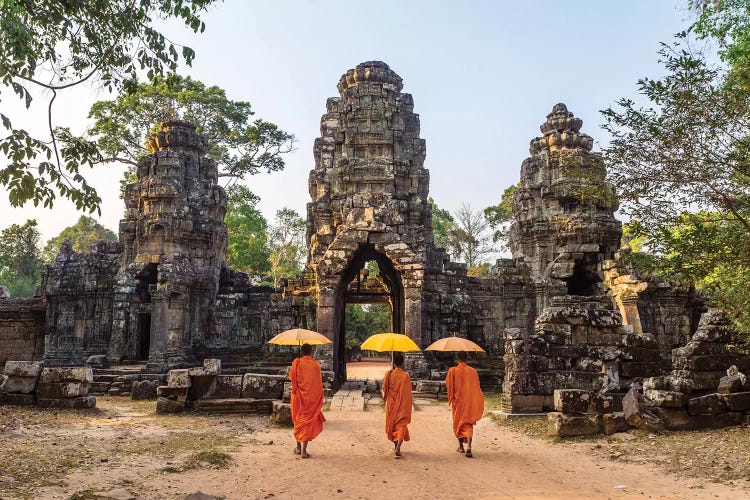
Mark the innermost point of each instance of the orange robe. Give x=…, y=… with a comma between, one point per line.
x=397, y=395
x=307, y=399
x=466, y=399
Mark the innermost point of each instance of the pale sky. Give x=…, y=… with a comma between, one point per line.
x=484, y=74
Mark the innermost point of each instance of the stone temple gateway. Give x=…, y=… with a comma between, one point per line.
x=564, y=312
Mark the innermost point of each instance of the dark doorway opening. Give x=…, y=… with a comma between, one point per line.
x=143, y=336
x=146, y=278
x=585, y=280
x=373, y=285
x=145, y=286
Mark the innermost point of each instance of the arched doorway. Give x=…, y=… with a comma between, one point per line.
x=361, y=283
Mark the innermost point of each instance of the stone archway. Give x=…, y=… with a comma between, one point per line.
x=342, y=261
x=350, y=290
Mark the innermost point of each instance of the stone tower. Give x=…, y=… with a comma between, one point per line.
x=174, y=242
x=369, y=194
x=564, y=224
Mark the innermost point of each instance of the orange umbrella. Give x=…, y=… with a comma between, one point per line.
x=299, y=336
x=454, y=344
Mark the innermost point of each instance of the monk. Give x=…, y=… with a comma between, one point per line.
x=397, y=396
x=307, y=400
x=466, y=401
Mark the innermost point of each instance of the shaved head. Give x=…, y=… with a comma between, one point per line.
x=398, y=359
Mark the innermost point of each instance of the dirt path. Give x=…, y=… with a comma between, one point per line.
x=352, y=459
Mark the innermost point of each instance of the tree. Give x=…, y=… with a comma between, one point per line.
x=682, y=163
x=81, y=235
x=469, y=238
x=500, y=216
x=726, y=23
x=48, y=46
x=240, y=145
x=442, y=222
x=287, y=245
x=247, y=247
x=20, y=260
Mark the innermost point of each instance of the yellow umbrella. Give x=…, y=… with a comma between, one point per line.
x=454, y=344
x=389, y=342
x=299, y=336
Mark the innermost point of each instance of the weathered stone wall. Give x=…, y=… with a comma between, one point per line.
x=669, y=313
x=79, y=288
x=564, y=225
x=174, y=245
x=21, y=329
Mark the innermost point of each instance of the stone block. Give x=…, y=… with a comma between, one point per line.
x=706, y=380
x=99, y=387
x=97, y=361
x=638, y=369
x=173, y=393
x=522, y=383
x=78, y=403
x=522, y=403
x=179, y=378
x=23, y=368
x=639, y=414
x=144, y=389
x=570, y=424
x=431, y=386
x=260, y=386
x=328, y=376
x=164, y=405
x=613, y=423
x=572, y=400
x=565, y=379
x=668, y=383
x=668, y=399
x=734, y=381
x=212, y=366
x=55, y=375
x=218, y=387
x=20, y=385
x=712, y=404
x=721, y=420
x=282, y=413
x=526, y=362
x=197, y=371
x=738, y=401
x=718, y=362
x=17, y=399
x=62, y=390
x=606, y=403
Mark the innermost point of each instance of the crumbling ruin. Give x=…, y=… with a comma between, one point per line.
x=565, y=313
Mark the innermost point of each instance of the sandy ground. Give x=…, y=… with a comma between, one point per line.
x=352, y=459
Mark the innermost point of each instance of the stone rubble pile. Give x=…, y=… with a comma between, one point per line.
x=580, y=412
x=65, y=387
x=20, y=384
x=29, y=383
x=207, y=389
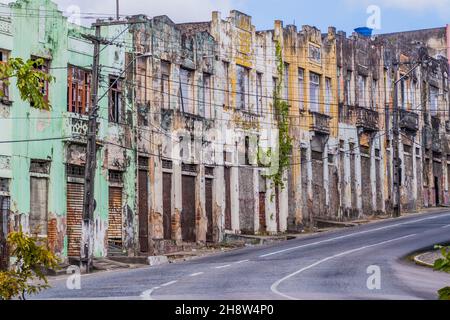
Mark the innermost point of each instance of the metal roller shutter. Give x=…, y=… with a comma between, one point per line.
x=74, y=218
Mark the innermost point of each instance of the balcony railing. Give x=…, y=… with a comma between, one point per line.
x=367, y=119
x=409, y=120
x=320, y=123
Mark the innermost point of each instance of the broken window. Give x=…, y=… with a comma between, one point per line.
x=187, y=90
x=314, y=98
x=286, y=82
x=4, y=90
x=374, y=93
x=207, y=96
x=226, y=94
x=259, y=101
x=348, y=88
x=115, y=99
x=301, y=88
x=242, y=93
x=315, y=53
x=78, y=90
x=328, y=96
x=165, y=85
x=434, y=94
x=45, y=68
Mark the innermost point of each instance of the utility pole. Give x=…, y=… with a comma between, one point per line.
x=87, y=242
x=89, y=203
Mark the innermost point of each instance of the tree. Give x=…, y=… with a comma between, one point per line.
x=30, y=80
x=443, y=264
x=27, y=274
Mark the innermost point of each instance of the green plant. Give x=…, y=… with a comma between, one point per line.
x=27, y=273
x=30, y=80
x=443, y=264
x=281, y=109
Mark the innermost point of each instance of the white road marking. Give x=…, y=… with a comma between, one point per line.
x=349, y=235
x=274, y=287
x=243, y=261
x=147, y=295
x=196, y=274
x=169, y=283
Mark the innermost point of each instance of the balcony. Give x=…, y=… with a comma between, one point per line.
x=367, y=119
x=320, y=123
x=409, y=121
x=76, y=127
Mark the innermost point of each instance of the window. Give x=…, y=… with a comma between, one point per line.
x=4, y=90
x=115, y=99
x=259, y=105
x=242, y=88
x=165, y=85
x=187, y=90
x=78, y=90
x=286, y=82
x=314, y=79
x=374, y=93
x=207, y=96
x=434, y=94
x=226, y=93
x=362, y=87
x=45, y=68
x=301, y=88
x=348, y=88
x=315, y=53
x=328, y=96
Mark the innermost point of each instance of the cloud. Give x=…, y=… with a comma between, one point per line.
x=177, y=10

> _THE TASK_
Make an exact copy of all entries above, dropping the images.

> _SOLUTION TO THE PROBLEM_
Mark the innermost point of each instance of the orange robe. Give x=…, y=… with a comma between, one point per line.
x=397, y=395
x=307, y=399
x=466, y=399
Mark the innermost point of each instance of the pale sky. Give x=…, y=… with a comma between, one point per line.
x=484, y=74
Mark the innermost point of each instance of the stone temple gateway. Give x=…, y=… with a comma between, one point per line.
x=564, y=312
Mark the innermost point of each instance of the dark doorway opening. Give x=…, y=… with a comma between, one point per line.
x=143, y=336
x=146, y=278
x=585, y=280
x=373, y=285
x=145, y=286
Mark the innermost point of each instance of the arched doorway. Give x=…, y=… with a comma between, one point per line.
x=361, y=283
Mark the innermost point of each instance of the stone archway. Give x=…, y=… with a comma between, one point per line.
x=342, y=261
x=350, y=290
Mark the innermost point of each instance of the stone tower. Give x=…, y=… with a comma between, one point per line.
x=174, y=242
x=369, y=194
x=564, y=224
Mark the innermost point of each instance of the orange umbrella. Give x=…, y=… with a comma between, one point per line.
x=299, y=336
x=454, y=344
Mark the innermost point of each instance of the monk. Give x=…, y=… with a comma between, one point per line.
x=397, y=396
x=307, y=400
x=466, y=401
Mark the innermost point of each instance of the shaved head. Give x=…, y=… with a comma between, one point per line.
x=398, y=359
Mark the innermost point of each instance of the dirt path. Give x=…, y=… with a comma between, one point per line.
x=352, y=459
Mark the innermost point of each instance of the tree. Give x=…, y=… with a comma between, one point per line.
x=682, y=163
x=81, y=235
x=469, y=238
x=500, y=216
x=726, y=23
x=48, y=46
x=240, y=145
x=442, y=222
x=287, y=245
x=247, y=247
x=20, y=260
Mark the innermost point of each instance of the yellow umbrella. Give x=…, y=… with a comma between, one point per line.
x=454, y=344
x=389, y=342
x=299, y=336
Mark the innermost point of each instance of the weathered stone wall. Give x=…, y=… with a comma between, one point per line.
x=669, y=313
x=79, y=288
x=564, y=225
x=174, y=245
x=21, y=329
Mark the innermost point of each instance of the stone block. Give x=…, y=… with a comma between, one point per line.
x=706, y=380
x=99, y=387
x=97, y=361
x=638, y=369
x=173, y=393
x=522, y=383
x=78, y=403
x=522, y=403
x=179, y=378
x=23, y=368
x=639, y=414
x=144, y=389
x=570, y=424
x=431, y=386
x=260, y=386
x=328, y=376
x=164, y=405
x=613, y=423
x=572, y=400
x=565, y=379
x=668, y=383
x=668, y=399
x=734, y=381
x=212, y=366
x=55, y=375
x=218, y=387
x=20, y=385
x=712, y=404
x=721, y=420
x=282, y=413
x=526, y=362
x=197, y=371
x=738, y=401
x=718, y=362
x=17, y=399
x=62, y=390
x=606, y=403
Mark the innermost point of each instance of the crumbling ruin. Give x=…, y=… with a comma between, one point per line.
x=565, y=313
Mark the innermost point of each instance of the sandy ground. Give x=…, y=… with a comma between, one point per line.
x=352, y=459
Mark the innermost point of each instance of the stone rubble pile. Give x=…, y=… with a comma between, one point per line.
x=580, y=412
x=65, y=387
x=20, y=384
x=29, y=383
x=207, y=389
Mark the innermost point of each instance of the metal roller shutter. Give x=…, y=… with a comma between, one point per line.
x=74, y=218
Mark the innermost point of each instance of the balcony railing. Give x=…, y=… with a comma between, one point per line.
x=367, y=119
x=409, y=120
x=320, y=123
Mark the innermost point of each instance of the broken window. Give x=…, y=… with a comma between, one point per line.
x=187, y=90
x=314, y=98
x=286, y=82
x=4, y=90
x=374, y=93
x=207, y=96
x=226, y=94
x=259, y=101
x=348, y=88
x=115, y=99
x=301, y=88
x=242, y=93
x=315, y=53
x=78, y=90
x=328, y=96
x=165, y=85
x=434, y=94
x=45, y=68
Mark the innermost point of each instance of the utility pole. Give x=…, y=… with a comma between, one point per line.
x=87, y=242
x=89, y=203
Mark the innermost point of each instance of the tree. Give x=…, y=… with a comma between, one point per line.
x=30, y=80
x=443, y=264
x=27, y=274
Mark the innermost point of each instance of the green plant. Give x=…, y=… with a comma between, one point per line.
x=27, y=273
x=30, y=80
x=443, y=264
x=281, y=109
Mark the innermost point of each instance of the white road marking. Give x=…, y=… with a comma between, one point per line.
x=349, y=235
x=274, y=287
x=243, y=261
x=147, y=295
x=196, y=274
x=169, y=283
Mark the innermost point of each instance of the balcony. Give x=…, y=… with a comma between, one point per line.
x=367, y=119
x=320, y=123
x=409, y=121
x=76, y=127
Mark the innermost point of each instance of the window. Give x=…, y=… with a comma between, one point per line.
x=4, y=90
x=115, y=99
x=259, y=105
x=242, y=88
x=165, y=85
x=187, y=90
x=78, y=90
x=286, y=82
x=314, y=79
x=374, y=93
x=207, y=96
x=434, y=94
x=226, y=93
x=362, y=87
x=45, y=68
x=301, y=88
x=348, y=88
x=315, y=53
x=328, y=96
Mark the innermost point of each instance of the cloud. Give x=…, y=… with a comma between, one point per line.
x=177, y=10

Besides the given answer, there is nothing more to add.